● **Dataset entries**:
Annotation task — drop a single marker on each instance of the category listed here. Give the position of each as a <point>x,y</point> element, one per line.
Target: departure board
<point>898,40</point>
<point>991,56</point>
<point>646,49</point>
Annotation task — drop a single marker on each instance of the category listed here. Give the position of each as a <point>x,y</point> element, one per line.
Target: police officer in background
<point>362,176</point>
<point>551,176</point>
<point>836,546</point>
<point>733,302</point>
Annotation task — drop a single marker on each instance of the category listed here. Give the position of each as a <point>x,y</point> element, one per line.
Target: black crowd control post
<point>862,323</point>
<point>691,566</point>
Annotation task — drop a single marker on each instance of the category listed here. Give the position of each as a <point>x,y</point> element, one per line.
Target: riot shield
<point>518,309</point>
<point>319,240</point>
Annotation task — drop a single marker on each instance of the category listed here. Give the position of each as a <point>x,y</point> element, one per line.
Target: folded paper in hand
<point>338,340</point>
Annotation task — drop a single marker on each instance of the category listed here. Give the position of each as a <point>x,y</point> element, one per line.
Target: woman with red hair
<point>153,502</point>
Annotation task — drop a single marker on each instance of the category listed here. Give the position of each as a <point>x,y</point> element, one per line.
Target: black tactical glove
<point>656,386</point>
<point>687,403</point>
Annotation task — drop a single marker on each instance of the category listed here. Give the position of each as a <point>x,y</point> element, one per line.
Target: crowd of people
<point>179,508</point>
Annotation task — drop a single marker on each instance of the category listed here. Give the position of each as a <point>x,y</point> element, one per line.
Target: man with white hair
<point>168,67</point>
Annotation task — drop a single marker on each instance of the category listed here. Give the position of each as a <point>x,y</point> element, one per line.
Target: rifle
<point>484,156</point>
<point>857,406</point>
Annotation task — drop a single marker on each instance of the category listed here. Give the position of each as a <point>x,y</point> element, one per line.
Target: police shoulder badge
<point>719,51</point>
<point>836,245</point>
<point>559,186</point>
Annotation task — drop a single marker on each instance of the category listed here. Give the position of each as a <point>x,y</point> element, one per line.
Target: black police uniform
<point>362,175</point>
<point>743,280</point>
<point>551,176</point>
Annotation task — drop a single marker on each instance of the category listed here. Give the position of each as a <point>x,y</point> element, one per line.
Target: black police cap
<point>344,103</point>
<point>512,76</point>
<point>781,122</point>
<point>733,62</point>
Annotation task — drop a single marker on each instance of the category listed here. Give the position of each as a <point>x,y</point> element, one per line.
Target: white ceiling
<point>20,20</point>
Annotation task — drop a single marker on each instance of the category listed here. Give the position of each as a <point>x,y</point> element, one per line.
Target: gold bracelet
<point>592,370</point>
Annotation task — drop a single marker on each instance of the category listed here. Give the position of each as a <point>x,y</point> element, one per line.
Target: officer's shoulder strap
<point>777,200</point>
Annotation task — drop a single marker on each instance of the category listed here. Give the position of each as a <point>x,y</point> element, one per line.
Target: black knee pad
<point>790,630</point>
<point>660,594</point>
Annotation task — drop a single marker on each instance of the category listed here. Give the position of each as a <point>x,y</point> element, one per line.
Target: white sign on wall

● **Goal**:
Please print the items above from the start through the line containing "<point>646,49</point>", copying each line without any change.

● **Response to this exercise**:
Annotation task — drop a single marker on each instance of the category listed here. Give the position of each as a <point>x,y</point> element, one per line.
Target: departure board
<point>898,40</point>
<point>991,56</point>
<point>646,49</point>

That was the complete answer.